GOAL - Please reproduce the following lines word for word, with no changes.

DATA FOR THE TASK -
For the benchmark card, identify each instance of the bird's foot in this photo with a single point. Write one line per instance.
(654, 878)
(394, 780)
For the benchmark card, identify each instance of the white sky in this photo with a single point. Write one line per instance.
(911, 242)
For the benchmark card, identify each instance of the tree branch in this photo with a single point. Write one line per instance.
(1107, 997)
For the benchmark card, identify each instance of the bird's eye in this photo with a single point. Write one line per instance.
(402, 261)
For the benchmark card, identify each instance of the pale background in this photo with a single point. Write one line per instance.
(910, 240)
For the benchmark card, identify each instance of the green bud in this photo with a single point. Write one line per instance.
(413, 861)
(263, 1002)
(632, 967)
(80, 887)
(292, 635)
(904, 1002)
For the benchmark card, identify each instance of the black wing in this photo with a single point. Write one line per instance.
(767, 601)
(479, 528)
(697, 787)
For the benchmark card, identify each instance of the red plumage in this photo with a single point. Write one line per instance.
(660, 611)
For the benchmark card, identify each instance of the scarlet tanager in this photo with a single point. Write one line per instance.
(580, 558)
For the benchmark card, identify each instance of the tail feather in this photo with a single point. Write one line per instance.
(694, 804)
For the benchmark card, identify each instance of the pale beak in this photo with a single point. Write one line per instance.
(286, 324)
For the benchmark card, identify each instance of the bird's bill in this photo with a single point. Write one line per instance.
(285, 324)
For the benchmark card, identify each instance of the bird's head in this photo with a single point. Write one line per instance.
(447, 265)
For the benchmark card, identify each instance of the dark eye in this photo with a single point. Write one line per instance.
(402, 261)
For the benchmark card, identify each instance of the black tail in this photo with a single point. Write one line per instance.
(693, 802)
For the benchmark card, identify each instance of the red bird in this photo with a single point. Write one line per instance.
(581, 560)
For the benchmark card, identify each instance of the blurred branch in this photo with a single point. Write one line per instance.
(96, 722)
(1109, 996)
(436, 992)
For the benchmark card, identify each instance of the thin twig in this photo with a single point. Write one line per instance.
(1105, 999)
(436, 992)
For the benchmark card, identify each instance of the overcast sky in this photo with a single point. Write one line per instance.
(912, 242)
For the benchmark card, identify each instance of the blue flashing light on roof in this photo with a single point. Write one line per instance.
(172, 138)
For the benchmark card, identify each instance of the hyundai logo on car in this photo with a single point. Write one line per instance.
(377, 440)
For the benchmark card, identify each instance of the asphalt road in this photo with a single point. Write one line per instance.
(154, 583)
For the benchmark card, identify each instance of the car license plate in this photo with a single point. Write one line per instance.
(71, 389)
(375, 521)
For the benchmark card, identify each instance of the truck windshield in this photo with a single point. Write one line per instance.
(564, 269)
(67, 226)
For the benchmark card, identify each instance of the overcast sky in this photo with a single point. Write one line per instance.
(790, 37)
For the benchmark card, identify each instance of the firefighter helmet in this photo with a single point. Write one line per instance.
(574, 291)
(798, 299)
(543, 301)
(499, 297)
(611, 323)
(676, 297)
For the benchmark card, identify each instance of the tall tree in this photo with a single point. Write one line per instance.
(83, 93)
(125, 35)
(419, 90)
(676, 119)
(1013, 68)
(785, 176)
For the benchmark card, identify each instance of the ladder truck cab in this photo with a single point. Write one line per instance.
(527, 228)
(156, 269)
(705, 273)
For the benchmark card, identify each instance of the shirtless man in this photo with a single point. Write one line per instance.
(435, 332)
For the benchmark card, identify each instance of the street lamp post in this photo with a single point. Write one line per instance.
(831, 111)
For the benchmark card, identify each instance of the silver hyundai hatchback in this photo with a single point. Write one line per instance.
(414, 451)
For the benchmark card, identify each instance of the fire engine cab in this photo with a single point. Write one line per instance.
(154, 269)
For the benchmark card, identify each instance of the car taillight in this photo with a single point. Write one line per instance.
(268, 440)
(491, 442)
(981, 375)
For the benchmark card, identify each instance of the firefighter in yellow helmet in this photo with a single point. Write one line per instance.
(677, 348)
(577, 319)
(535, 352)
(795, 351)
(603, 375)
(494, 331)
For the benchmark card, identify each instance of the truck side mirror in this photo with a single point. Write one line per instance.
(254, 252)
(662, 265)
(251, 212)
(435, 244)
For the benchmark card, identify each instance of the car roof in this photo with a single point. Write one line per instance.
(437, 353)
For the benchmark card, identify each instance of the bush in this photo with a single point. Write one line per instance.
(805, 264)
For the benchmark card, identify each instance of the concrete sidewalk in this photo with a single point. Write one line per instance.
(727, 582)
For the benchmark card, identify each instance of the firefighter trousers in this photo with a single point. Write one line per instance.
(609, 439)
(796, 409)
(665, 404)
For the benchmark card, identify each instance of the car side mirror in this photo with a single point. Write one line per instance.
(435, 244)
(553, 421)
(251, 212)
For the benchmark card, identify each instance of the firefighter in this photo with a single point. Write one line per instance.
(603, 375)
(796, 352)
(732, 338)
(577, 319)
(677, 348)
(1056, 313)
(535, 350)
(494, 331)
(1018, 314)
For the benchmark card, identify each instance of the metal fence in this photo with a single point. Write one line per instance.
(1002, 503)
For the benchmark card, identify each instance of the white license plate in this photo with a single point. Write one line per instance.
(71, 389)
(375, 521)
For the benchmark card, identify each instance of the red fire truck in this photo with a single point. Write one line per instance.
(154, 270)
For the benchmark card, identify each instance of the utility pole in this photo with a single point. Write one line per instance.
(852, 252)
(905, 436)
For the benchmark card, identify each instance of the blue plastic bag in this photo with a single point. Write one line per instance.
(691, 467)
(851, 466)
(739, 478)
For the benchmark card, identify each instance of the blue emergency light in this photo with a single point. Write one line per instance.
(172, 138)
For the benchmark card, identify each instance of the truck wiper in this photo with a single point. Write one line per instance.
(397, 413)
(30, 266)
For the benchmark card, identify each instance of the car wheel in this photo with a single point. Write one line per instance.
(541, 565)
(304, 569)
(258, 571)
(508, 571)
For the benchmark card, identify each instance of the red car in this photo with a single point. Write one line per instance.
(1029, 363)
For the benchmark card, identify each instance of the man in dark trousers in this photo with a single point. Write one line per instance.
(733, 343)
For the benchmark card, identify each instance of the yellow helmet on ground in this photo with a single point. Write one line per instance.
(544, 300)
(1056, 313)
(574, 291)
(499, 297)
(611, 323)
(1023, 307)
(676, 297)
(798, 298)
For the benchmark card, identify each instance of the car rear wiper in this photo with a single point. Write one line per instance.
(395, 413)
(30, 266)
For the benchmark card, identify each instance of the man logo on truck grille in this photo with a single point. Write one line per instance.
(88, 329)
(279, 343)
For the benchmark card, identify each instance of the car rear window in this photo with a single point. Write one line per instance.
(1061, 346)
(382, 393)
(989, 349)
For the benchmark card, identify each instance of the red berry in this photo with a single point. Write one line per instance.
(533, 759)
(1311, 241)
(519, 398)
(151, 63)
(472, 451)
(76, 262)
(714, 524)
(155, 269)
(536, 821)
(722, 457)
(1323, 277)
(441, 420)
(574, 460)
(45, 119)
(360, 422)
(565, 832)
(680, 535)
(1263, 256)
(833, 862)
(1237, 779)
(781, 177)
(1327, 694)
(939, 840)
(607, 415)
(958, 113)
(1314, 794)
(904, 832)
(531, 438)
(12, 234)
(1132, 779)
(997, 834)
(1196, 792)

FINISHED EXERCISE -
For the benchmark card, identify each instance of the bird's foot in this photo with a single point. Write one line per instance.
(654, 878)
(394, 780)
For the benchmark card, identify each instance of the white sky in this photo with a single point. Write one line per instance.
(911, 242)
For the benchmark card, identify each instance of the tree branch in this photo with a single point. Write one line per instance.
(1107, 997)
For the benchmark card, identify each instance of the bird's eye in this photo with a single point. Write one line per instance.
(402, 261)
For the benchmark card, identify each instance of the pale background in this photo with a single point. Write one line per instance.
(910, 240)
For the benchmark card, identify each instance of the green bud in this photo with a single point. Write one line per instance.
(413, 861)
(263, 1002)
(632, 967)
(80, 887)
(292, 635)
(904, 1002)
For the benchmark card, identify each instance of the black wing in this photo with a single point. Write one line per instance.
(767, 601)
(479, 528)
(697, 787)
For the benchmark card, identify each instance of the red plumage in this photo with a single point. Write one line per instance.
(660, 611)
For the benchmark card, identify each instance of the scarlet tanager in this photo with a single point. Write one line per instance.
(580, 558)
For the benchmark card, identify each instance of the tail feather in this photo with a single point. Write one line per instance.
(694, 804)
For the benchmark card, identify each instance of the pale beak in this photo with a single point. Write one line per instance.
(286, 324)
For the benchmark card, identify each instance of the bird's bill in this photo with a single point. Write one line per instance.
(285, 324)
For the benchmark card, identify each instance of the bird's head in this photo with a single point. Write one line per instance.
(447, 265)
For the benchmark card, identify each instance of the dark eye in this photo with a single point. Write one line per instance.
(402, 261)
For the benchmark card, identify each instance of the black tail in this photo with a single point. Write one line per instance.
(693, 802)
For the benchmark card, identify each instance of the red bird in this photo with a single point. Write one line per instance.
(581, 560)
For the benchmark card, identify each instance of the blurred branch in this photo with a single point. Write one line per instance.
(96, 722)
(1109, 996)
(436, 992)
For the benchmark card, identify each instance of the thin twig in this photo with a single point. Write one line per instance.
(1105, 999)
(436, 992)
For the benchmark card, identify each instance of the overcast sky in this photo with a single point. Write one line per instance.
(912, 242)
For the benchmark card, identify each instance of the blue flashing light on roof in this photo with a single point. Write one line per instance.
(172, 138)
For the benchmark card, identify each instance of the hyundai logo on car in this photo with a single point. Write one line per instance.
(377, 440)
For the benchmark card, identify each instance of the asphalt road in this photo with a single point. Write one line per instance.
(154, 583)
For the benchmark card, identify each instance of the car license plate in this photo with a single point. Write one line per instance.
(71, 389)
(375, 521)
For the benchmark card, identify each instance of the truck windshield in this photo with a single point. Write one line per instance.
(564, 269)
(67, 226)
For the benchmark card, identify each instance of the overcast sky in this photo with a single point. Write one line per instance.
(790, 37)
For the benchmark card, identify each instance of the firefighter helmet in this photo with a single point. Write one line per instance.
(574, 291)
(798, 299)
(543, 301)
(499, 297)
(611, 323)
(676, 297)
For the benchmark card, identify each instance of the tall tree in this photo with a single point. Write one line per instance.
(83, 93)
(125, 35)
(419, 90)
(676, 119)
(1013, 68)
(785, 176)
For the benchmark card, identify each instance of the ladder truck cab in this photo with a single point. Write one line per instance.
(527, 228)
(156, 269)
(705, 273)
For the benchmark card, identify each instance of the shirtless man in this photo with a single point. Write one line per instance.
(435, 332)
For the benchmark card, identify each instance of the street lamp post in this photo with a single point. Write one line per instance.
(831, 111)
For the benchmark card, identify each instance of the silver hyundai hatchback in this photo with a single point. Write one line per instance.
(414, 451)
For the benchmark card, identify each instance of the fire engine cab in this photo with a single point. Write one line per instance.
(154, 269)
For the benchmark card, identify each instance of the car taillight in this photo with a single point. Write one line per instance.
(268, 440)
(491, 442)
(981, 375)
For the benchmark card, identify each instance of the firefighter in yellow helmet in this photo with a single point. Write one line per instance.
(677, 348)
(577, 319)
(535, 352)
(795, 351)
(603, 375)
(494, 331)
For the benchmark card, identify each instance of the truck side mirror in this photo with a single point. Write one line per instance.
(254, 252)
(662, 265)
(251, 212)
(435, 244)
For the benchmark card, identify each instance of the car roof in this photo with a single point. Write one line per instance.
(437, 353)
For the benchmark card, identify each instance of the bush in this photo with a single point. Write one line per instance.
(805, 264)
For the benchmark card, identify each instance of the concrete sidewalk in this photo with a single point. Write one line per instance.
(727, 582)
For the benchmark card, identify each instance of the firefighter trousers in this photo with a single point. Write one line per instance.
(609, 439)
(796, 409)
(665, 404)
For the benchmark card, identify each instance of the car side mirror in this photo with a single point. Write one line per instance.
(435, 244)
(553, 421)
(251, 212)
For the benchmark card, identify each instance of the firefighter in this photo with a single point. Write one line per instance.
(603, 375)
(796, 352)
(732, 338)
(577, 319)
(677, 348)
(1056, 313)
(535, 350)
(494, 331)
(1018, 314)
For the benchmark card, identify each instance of the metal fence in this photo with a single point. Write one line per instance.
(1002, 503)
For the benchmark card, identify each instance of the white license plate in this photo with a single point. Write one line per instance.
(71, 389)
(375, 521)
For the benchmark card, identify each instance of the red fire truck in this photo with a single point. Write one line per instance.
(154, 270)
For the benchmark card, identify each instance of the utility pole in this photo with a single point. Write one line per instance.
(852, 252)
(905, 436)
For the benchmark card, identify each instance of the blue plastic bag in this photo with a single point. Write one line per instance.
(691, 467)
(851, 466)
(739, 478)
For the benchmark card, identify each instance of the blue emergency light in this photo with a single point. Write one line per instance.
(172, 138)
For the benchmark card, identify each instance of the truck wiper in this photo with a single point. Write one line per instance.
(397, 413)
(30, 266)
For the benchmark card, identify each instance of the car wheel in this photo with a single point. Write one line per instance.
(541, 565)
(304, 569)
(258, 571)
(508, 571)
For the benchmark card, identify each instance of the red car in this photo with a single point. Write one line per instance.
(1029, 363)
For the benchmark card, identify each instance of the man in dark trousers in this photo with a single point. Write one line per instance.
(733, 343)
For the benchmark card, identify each instance of the yellow helmet on ground in this photo with a single point. Write one line per instance.
(544, 300)
(1056, 313)
(574, 291)
(499, 297)
(611, 323)
(1023, 307)
(676, 297)
(798, 298)
For the benchmark card, identify each instance of the car rear wiper in this photo with a single point. Write one line per instance.
(395, 413)
(30, 266)
For the benchmark card, identify each instance of the man logo on truck grille in this photo with a single point. Write one line per instance.
(88, 329)
(279, 343)
For the benchmark card, identify each instance of the car rear window in this photo with a single point. Write one line per instance.
(1061, 346)
(382, 393)
(989, 349)
For the benchmark card, identify each instance of the red berry in this photo with a single point. Write one line per instance.
(533, 759)
(1311, 241)
(519, 398)
(151, 63)
(472, 451)
(76, 262)
(714, 524)
(155, 269)
(536, 821)
(722, 457)
(1323, 277)
(441, 420)
(574, 460)
(45, 119)
(360, 422)
(565, 832)
(680, 535)
(1263, 256)
(833, 862)
(1237, 779)
(781, 177)
(1327, 694)
(939, 840)
(607, 415)
(958, 113)
(1314, 794)
(904, 832)
(531, 438)
(12, 234)
(1132, 779)
(997, 834)
(1196, 792)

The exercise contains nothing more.